PASSAGE SHOWN ::

The Adephaga (from Greek ἀδηφάγος, adephagos, "gluttonous") are a suborder of beetles, and with more than 40,000 recorded species in 10 families, the second-largest of the four beetle suborders. Members of this suborder are collectively known as adephagans. The largest family is Carabidae (ground beetles) which comprises most of the suborder with over 40,000 species. Adephaga also includes a variety of aquatic beetles, such as predaceous diving beetles and whirligig beetles.

==Anatomy==
Adephagans have simple antennae with no pectination or clubs. The galeae of the maxillae usually consist of two segments. Adult adephagans have visible notopleural sutures. The first visible abdominal sternum is completely separated by the hind coxae, which is one of the most easily recognizable traits of adephagans. Five segments are on each foot.

===Wings===
The transverse fold of the hind wing is near the wing tip. The median nervure ends at this fold, where it is joined by a cross nervure.

===Internal organs===
Adephagans have four Malpighian tubules. Unlike the genetical structures of other beetles, yolk chambers alternate with egg chambers in the ovarian tubes of adephagans. The coiled, tubular testes consist of a single follicle, and the ovaries are polytrophic.

==Chemical glands==
All families of adephagan have paired pygidial glands located posterodorsally in the abdomen, which are used for secreting chemicals. The glands consist of complex invaginations of the cuticle lined with epidermal cells contiguous with the integument. The glands have no connection with the rectum and open on the eighth abdominal tergum.

Secretions pass from the secretory lobes, which are aggregations of secretory cells, through a tube to a reservoir lined with muscles. This reservoir then narrows to a tube leading to an opening valve. The secretory lobes differ structurally from one taxon to another; it may be elongated or oval, branched basally or apically, or unbranched.

==Delivery of glandular compounds==
Secretion can occur in multiple manners:
- Oozing: if the gland is not muscle-lined, the discharge is limited in amount.
- Spraying: if the gland is muscle-lined, which is typically the case of carabids, the substances are ejected more or less forcefully.
- Crepitation: boiling noxious chemical spray ejected with a popping sound. Crepitation is only associated with the Brachininae carabids and several related species. See bombardier beetle for a detailed description.

The secretions differ in the chemical constituents, according to the taxa. Gyrinids, for instance, secrete norsesquiterpenes such as gyrinidal, gyrinidione, or gyrinidone. Dytiscids discharge aromatic aldehydes, esters, and acids, especially benzoic acid. Carabids typically produce carboxylic acids, particularly formic acid, methacrylic acid, and tiglic acid, but also aliphatic ketones, saturated esters, phenols, aromatic aldehydes, and quinones.

[Dataset entries]
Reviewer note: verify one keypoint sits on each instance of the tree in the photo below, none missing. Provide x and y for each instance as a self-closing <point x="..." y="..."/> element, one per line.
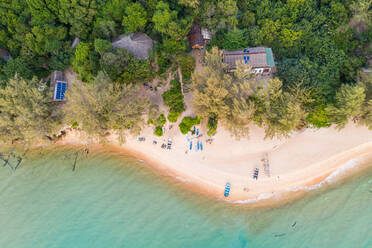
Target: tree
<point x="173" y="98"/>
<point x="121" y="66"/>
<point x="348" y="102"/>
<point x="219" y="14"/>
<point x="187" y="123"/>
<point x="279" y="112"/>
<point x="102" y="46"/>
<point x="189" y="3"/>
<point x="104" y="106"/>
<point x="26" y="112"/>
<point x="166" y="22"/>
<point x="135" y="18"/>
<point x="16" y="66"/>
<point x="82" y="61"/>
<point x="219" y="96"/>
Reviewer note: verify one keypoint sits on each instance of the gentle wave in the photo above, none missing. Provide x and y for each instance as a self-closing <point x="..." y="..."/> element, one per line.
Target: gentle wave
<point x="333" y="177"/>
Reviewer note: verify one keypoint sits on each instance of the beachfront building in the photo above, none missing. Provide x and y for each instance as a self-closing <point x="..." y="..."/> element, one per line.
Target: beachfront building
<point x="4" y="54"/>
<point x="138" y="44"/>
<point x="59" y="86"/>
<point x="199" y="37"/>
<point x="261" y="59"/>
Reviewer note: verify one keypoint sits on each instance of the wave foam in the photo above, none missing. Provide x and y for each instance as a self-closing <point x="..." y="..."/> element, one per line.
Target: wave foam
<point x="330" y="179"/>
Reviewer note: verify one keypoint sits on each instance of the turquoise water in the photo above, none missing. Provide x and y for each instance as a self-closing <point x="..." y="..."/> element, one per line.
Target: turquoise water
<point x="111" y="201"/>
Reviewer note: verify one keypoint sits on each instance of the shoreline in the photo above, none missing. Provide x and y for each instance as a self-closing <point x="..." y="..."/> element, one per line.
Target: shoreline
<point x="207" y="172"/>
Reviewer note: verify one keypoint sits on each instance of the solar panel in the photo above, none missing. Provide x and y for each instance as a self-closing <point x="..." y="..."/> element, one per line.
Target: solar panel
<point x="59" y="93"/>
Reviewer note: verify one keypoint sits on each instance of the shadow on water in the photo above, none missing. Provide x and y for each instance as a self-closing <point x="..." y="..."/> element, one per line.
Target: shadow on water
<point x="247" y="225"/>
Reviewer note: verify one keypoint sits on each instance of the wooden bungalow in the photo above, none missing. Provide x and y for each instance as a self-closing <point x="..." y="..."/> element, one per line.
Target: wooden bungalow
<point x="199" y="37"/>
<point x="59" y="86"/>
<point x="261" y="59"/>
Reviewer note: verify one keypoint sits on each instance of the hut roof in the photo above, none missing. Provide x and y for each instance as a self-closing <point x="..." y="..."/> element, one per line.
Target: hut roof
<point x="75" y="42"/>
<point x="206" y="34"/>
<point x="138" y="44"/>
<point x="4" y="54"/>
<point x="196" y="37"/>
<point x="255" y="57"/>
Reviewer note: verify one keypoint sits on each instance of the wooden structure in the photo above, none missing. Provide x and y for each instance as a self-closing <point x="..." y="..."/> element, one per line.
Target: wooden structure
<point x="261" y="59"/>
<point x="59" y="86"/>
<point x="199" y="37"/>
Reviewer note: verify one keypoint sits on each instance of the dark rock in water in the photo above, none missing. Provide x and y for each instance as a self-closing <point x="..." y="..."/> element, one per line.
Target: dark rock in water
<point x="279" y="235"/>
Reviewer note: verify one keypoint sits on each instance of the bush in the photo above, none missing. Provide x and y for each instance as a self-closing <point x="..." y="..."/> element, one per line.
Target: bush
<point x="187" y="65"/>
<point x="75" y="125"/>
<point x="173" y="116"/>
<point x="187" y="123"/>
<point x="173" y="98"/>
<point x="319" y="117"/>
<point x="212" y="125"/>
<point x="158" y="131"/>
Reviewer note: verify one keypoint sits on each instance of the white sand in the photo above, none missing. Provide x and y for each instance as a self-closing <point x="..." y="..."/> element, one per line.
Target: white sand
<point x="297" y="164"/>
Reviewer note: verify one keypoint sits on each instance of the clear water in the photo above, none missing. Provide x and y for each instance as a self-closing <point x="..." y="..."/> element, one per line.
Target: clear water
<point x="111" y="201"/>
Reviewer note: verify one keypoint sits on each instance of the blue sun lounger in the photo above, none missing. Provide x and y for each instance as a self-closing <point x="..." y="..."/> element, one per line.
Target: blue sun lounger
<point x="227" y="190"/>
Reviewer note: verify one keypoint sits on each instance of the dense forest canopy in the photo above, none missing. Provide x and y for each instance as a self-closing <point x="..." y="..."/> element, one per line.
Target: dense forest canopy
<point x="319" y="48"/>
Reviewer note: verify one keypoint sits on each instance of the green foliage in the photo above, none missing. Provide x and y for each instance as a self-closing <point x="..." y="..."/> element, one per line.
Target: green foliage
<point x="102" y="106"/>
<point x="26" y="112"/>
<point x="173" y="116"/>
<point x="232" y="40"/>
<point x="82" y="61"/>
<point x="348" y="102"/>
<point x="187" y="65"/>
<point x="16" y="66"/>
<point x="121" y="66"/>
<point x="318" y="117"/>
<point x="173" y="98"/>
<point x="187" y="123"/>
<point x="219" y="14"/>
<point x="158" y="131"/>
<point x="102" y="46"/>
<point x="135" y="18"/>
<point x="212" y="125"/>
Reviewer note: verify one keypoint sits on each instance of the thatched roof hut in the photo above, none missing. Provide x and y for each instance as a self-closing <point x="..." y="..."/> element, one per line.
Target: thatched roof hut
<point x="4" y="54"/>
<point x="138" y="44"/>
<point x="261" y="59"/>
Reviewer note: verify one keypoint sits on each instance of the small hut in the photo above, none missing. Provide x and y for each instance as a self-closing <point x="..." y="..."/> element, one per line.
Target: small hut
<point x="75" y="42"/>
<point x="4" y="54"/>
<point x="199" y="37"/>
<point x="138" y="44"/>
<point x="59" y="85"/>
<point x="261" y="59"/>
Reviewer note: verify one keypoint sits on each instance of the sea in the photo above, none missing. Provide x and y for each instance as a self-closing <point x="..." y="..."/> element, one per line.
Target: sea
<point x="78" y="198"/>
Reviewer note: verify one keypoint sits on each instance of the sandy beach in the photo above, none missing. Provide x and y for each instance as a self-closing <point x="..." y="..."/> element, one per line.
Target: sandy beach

WORK TASK 1 ::
In the passage on Adephaga, what determines whether a gland's discharge is a limited ooze or a forceful spray? Answer in one to three sentences.
WORK TASK 2 ::
Pick up the passage on Adephaga after its last sentence and continue it.
Nothing in the dataset entries is needed here.

TASK RESULT 1 ::
It depends on whether the gland is lined with muscle. A gland without a muscle lining can only ooze, so its discharge is limited. A muscle-lined gland, typical of carabids, ejects its substances more or less forcefully.

TASK RESULT 2 ::
Accessory glands or modified structures are present in some taxa: the Dytiscidae and Hygrobiidae also possess paired prothoracic glands secreting steroids; and the Gyrinidae are unique in the extended shape of the external opening of the pygidial gland.

The function of many compounds remain unknown, yet several hypotheses have been advanced:
- As toxins or deterrent against predators; some compounds indirectly play this role by easing the penetration of the deterrent into the predator's integument.
- Antimicrobial and antifungal agents (especially in Hydradephaga)
- A means to increase wettability of the integument (especially in Hydradephaga)
- Alarm pheromones (especially in Gyrinidae)
- Propellant on water surfaces (especially in Gyrinidae)
- Conditioning plant tissues associated with oviposition

==Distribution and habitat==
Habitats range from caves to rainforest canopy and alpine habitats. The body forms of some are structurally modified for adaptation to habitats: members of the family Gyrinidae live at the air-water interface, Rhysodinae live in heartwood, and Paussinae carabids inhabit ant nests.

==Feeding==
Most species are predators. Other less-typical forms of feeding include: eating algae (family Haliplidae), seed-feeding (harpaline carabids), fungus-feeding (rhysodine carabids), and snail-feeding (licinine and cychrine carabids). Some species are ectoparasitoids of insects (brachinine and lebiine carabids) or of millipedes (peleciine carabids).

==Reproduction and larval stage==
Some species are ovoviviparous, such as pseudomorphine carabids.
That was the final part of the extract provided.